Exercise instructions ▸ Find each line in the material below that contains the word "round" and copy those lines.

Working data ▸

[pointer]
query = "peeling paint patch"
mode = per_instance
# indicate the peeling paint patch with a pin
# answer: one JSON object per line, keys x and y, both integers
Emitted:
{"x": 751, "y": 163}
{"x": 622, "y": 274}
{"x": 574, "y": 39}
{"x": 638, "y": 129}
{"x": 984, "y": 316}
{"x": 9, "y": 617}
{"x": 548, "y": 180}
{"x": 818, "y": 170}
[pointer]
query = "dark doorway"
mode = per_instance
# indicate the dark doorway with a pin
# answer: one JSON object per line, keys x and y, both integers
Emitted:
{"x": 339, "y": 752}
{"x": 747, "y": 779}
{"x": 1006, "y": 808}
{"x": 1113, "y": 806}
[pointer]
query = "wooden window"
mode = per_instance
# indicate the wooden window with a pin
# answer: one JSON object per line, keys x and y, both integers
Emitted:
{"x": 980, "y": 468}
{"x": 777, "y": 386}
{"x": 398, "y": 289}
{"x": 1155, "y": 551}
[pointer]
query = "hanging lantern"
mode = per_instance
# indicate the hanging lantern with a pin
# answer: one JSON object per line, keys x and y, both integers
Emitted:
==
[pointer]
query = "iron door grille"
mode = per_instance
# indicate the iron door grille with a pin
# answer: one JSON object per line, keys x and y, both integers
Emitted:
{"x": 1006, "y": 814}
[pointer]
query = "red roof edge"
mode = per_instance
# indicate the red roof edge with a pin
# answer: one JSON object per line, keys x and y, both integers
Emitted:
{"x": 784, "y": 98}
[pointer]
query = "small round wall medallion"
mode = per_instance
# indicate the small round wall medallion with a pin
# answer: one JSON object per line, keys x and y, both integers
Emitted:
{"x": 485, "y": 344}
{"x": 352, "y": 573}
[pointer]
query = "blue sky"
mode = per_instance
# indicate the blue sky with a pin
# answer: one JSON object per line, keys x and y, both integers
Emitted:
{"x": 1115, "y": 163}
* * *
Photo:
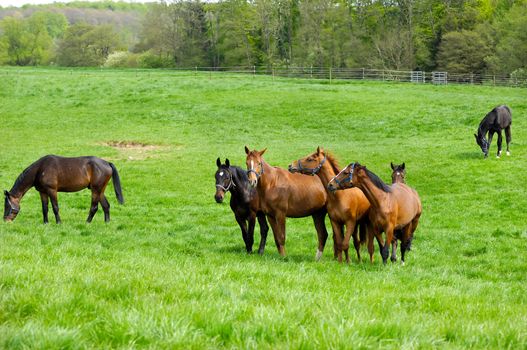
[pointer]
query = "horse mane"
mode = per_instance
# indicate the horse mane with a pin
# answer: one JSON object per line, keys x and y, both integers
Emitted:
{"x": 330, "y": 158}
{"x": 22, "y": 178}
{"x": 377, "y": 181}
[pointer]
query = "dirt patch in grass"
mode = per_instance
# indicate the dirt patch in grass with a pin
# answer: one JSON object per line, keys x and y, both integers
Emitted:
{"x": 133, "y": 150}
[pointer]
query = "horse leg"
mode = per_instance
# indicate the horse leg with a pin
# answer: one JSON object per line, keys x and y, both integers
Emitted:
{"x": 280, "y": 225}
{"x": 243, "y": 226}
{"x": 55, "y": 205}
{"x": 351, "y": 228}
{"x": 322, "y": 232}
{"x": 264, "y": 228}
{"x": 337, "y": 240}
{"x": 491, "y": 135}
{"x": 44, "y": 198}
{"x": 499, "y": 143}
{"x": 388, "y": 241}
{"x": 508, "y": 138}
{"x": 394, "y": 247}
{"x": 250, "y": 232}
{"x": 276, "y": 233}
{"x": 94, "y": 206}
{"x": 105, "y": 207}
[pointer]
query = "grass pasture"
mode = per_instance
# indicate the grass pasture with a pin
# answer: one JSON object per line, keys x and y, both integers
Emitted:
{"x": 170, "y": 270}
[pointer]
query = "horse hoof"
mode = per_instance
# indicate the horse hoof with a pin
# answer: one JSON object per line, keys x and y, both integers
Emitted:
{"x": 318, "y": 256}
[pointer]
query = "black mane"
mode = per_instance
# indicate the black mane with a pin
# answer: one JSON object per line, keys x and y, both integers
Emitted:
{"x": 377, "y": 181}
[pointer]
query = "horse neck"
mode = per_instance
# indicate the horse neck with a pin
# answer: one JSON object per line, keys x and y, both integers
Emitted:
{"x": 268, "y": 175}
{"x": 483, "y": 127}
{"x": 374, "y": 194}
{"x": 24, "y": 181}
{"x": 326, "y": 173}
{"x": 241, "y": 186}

Result of the task ▸
query = "small round wall medallion"
# indicate the small round wall medallion with a pin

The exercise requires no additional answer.